**Exercise directions**
Copy out the stretch from the line containing "pear-shaped gemstone and record the coordinates." through the end of the rows, substituting "labeling tool" for "pointer" and keeping everything else the same.

[Pointing dataset rows]

_ _ _ _

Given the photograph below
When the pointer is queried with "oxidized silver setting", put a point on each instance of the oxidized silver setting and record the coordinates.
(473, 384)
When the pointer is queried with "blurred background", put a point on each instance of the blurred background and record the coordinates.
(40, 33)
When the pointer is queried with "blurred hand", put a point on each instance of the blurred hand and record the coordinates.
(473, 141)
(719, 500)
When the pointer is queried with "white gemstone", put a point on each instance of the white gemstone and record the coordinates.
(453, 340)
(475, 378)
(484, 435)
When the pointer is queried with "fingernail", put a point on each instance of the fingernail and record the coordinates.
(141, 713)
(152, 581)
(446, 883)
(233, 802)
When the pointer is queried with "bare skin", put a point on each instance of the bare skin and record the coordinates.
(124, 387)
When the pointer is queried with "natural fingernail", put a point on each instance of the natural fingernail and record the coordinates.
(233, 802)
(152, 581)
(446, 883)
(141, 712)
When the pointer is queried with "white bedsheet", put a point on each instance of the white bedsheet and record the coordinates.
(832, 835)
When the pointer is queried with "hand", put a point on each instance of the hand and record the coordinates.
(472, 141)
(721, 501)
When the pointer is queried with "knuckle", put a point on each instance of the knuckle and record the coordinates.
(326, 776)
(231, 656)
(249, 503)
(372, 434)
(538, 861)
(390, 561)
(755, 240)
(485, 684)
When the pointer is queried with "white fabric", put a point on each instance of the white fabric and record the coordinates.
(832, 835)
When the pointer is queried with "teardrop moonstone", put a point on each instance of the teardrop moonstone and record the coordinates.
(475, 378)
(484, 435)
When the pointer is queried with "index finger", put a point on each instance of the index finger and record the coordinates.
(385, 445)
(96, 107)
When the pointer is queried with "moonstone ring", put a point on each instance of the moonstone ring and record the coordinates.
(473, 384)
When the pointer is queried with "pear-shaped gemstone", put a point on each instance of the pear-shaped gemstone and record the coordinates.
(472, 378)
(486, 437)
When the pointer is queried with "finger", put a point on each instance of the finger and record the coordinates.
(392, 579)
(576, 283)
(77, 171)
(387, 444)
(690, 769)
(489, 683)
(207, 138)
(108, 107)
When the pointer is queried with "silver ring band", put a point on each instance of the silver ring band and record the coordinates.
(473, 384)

_ _ _ _

**Task answer**
When the labeling tool is queried with "pear-shaped gemstone", put a point on each instance of the pear-shaped gemstone and record the coordinates.
(472, 378)
(486, 437)
When the labeling tool is queried with "finger", put a point on each instance of the finger and record the coordinates.
(392, 579)
(576, 283)
(77, 171)
(387, 444)
(690, 769)
(489, 683)
(207, 138)
(108, 107)
When the labeling tool is queried with "silver ring band", put a point on each instance of the silver ring band and record the coordinates.
(473, 384)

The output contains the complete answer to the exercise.